Start of Quoted passage
Re: The Future of the Build System from Linss, Peter on 2015-11-02 (public-css-testsuite@w3.org from November 2015)

From: Linss, Peter <peter.linss@hp.com>
Date: Mon, 2 Nov 2015 12:25:53 +0000
To: Geoffrey Sneddon <me@gsnedders.com>
CC: Public CSS Test suite mailing list <public-css-testsuite@w3.org>
Message-ID: <1E1D2D9A-DE6D-489F-8866-5D403683FBF8@hp.com>
> On Nov 2, 2015, at 2:03 AM, Geoffrey Sneddon <me@gsnedders.com> wrote:
> 
> On Mon, Nov 2, 2015 at 7:45 AM, Linss, Peter <peter.linss@hp.com <mailto:peter.linss@hp.com>> wrote:
> 
> > On Nov 1, 2015, at 12:53 AM, Geoffrey Sneddon <me@gsnedders.com <mailto:me@gsnedders.com>> wrote:
> >
> > Hi!
> >
> > Yeah, it's me again. (I feel like I've single-handedly increased the traffic on here sevenfold. Sorry!)
> >
> > I believe that we have rough consensus (mostly from TPAC rather than on-list discussions) that we should ensure that it's possible to run the test suite without building anything except a manifest. To that end (mostly also with rough consensus):
> >
> >  * We should ensure the build system is capable of handling HTML as source files and generating XHTML from them. (We're now at a point where every known user of the CSS test suites support HTML, but not all support XHTML—Servo is the notable exception here; furthermore, HTML content vastly dominates and hence should be the preferred format.)
> 
> It already does.
> 
> There's a comment in w3ctestlib saying that that is untested—hence the ensuring it's capable. (On the other hand, we seem to rely on this in some places anyway!)

Probably old cruft. The w3ctestlib code is quite a bit crufty. We most definitely rely on the format conversion in both directions.

> 
> >  * We should convert the source files to HTML. (We should probably move away from HTML 4.01/XHTML 1.1 to HTML 5 which we're at it.)
> 
> My concern here is introducing unnecessary churn. We have a lot of result data in the test harness and a change to the test source causes the old results to no longer apply.
End of Quoted passage
Start of Information provided
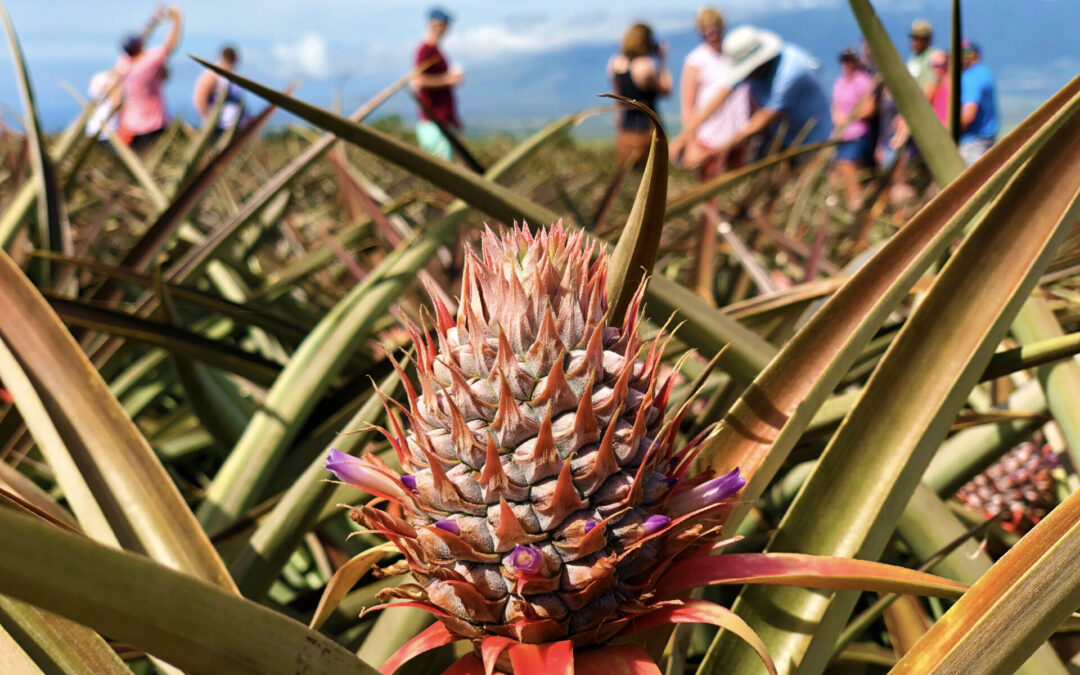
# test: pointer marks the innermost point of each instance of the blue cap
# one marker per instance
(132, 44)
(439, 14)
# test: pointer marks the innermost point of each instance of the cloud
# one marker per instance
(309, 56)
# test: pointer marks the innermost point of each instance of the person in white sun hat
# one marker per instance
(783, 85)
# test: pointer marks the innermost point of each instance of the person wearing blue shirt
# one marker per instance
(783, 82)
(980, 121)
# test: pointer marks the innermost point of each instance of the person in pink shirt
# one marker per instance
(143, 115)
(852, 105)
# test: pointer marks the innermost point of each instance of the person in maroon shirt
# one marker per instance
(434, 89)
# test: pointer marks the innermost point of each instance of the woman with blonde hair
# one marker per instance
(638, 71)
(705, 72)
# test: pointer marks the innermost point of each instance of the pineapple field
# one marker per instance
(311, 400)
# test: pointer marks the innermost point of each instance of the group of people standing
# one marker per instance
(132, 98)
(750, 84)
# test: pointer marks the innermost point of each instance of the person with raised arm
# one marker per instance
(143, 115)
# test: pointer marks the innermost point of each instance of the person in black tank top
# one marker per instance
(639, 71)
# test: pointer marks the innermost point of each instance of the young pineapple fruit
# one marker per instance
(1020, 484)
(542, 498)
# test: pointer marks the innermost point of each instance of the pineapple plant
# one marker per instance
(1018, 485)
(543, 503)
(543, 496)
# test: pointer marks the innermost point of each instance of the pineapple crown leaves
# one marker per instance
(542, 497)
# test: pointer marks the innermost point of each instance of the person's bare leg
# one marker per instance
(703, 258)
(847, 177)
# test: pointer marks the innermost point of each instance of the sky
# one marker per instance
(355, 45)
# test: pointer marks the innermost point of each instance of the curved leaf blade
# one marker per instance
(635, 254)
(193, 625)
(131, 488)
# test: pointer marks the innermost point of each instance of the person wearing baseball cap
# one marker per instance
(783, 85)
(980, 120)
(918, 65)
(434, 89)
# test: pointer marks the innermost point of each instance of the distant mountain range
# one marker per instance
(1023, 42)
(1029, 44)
End of Information provided
Start of Information provided
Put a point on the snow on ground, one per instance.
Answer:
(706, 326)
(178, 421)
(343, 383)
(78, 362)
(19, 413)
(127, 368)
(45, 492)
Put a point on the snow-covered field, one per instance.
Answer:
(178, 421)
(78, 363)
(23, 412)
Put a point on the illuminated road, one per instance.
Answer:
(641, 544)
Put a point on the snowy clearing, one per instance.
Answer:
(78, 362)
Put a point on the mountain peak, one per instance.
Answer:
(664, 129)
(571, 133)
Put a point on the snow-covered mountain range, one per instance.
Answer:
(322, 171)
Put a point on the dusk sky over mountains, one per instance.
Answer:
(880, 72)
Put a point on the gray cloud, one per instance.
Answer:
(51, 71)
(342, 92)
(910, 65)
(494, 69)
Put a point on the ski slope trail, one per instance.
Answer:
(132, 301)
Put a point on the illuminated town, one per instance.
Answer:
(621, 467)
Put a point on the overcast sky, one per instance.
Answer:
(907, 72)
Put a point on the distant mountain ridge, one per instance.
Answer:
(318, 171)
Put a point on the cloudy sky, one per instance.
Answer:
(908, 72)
End of Information provided
**Task to carry out**
According to the email about the build system, which user of the CSS test suites is the notable exception in not supporting XHTML?

**Result of the task**
Servo